SUPPLIED PASSAGE:

Many of the shortfalls measured this year have grown from last year. Unfortunately for vendors, those gaps appear to have widened more as a result of lowered satisfaction levels on the part of end-users this year than of higher levels of importance attributed to the selections. For example, last year 30.8% of respondents were “satisfied” or “very satisfied” with vendors when it came to the cost of disposable products, yet this year that figure halved, to 15.6% of respondents. 
 
End-Users Expect Better
One single-use area that bucked the trend of lower satisfaction was standardization of devices. But that’s not to say that end-users are at all pleased with vendors’ progress in this area. This year, only about one-quarter (26%) of our study’s respondents said they are satisfied to some degree with the standardization of devices offered by vendors. That was one of the few attributes to see a slight rise in satisfaction, from last year’s 21%.
But end-users are attaching more importance to this issue now, meaning that the shortfall between satisfaction and importance has actually grown. Indeed, our data suggests that 3 in 4 respondents find standardization of devices to be “important” or “very important,” a significant rise from 63.5% who assigned this attribute that level of importance last year.

TASK TO COMPLETE:
Say whether each statement agrees with the survey passage, answering yes or no and quoting the words from the passage that settle it. 1. Satisfaction with the cost of disposable products was cut about in half from last year. 2. Satisfaction with standardization of devices went down this year. 3. Fewer respondents this year than last year called standardization of devices important. You won't need the lines that come next.

RECORDS PROVIDED:
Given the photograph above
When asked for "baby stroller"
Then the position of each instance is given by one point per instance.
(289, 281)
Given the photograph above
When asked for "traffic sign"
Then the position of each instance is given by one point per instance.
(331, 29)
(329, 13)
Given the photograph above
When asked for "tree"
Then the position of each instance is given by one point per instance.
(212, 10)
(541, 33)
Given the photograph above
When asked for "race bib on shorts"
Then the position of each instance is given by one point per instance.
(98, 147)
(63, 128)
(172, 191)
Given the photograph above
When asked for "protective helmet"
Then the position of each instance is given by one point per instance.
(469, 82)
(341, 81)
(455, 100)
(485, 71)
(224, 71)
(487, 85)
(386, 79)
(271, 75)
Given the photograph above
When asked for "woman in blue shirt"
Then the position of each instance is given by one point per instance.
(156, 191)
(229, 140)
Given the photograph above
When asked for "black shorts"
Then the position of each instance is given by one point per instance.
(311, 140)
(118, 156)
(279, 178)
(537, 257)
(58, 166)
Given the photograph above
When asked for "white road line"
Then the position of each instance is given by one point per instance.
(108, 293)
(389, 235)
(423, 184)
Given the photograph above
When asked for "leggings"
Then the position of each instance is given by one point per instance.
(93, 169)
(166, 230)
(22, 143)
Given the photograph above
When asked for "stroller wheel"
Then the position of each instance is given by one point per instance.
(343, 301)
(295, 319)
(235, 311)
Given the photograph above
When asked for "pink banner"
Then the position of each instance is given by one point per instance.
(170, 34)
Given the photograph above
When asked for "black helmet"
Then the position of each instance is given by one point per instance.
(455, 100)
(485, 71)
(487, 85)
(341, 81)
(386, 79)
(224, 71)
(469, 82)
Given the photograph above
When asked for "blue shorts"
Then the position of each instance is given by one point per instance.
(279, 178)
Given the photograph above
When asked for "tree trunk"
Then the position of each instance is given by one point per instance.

REPLY TO THE TASK:
1. Yes: "this year that figure halved, to 15.6% of respondents"
2. No: "That was one of the few attributes to see a slight rise in satisfaction, from last year’s 21%."
3. No: "a significant rise from 63.5% who assigned this attribute that level of importance last year"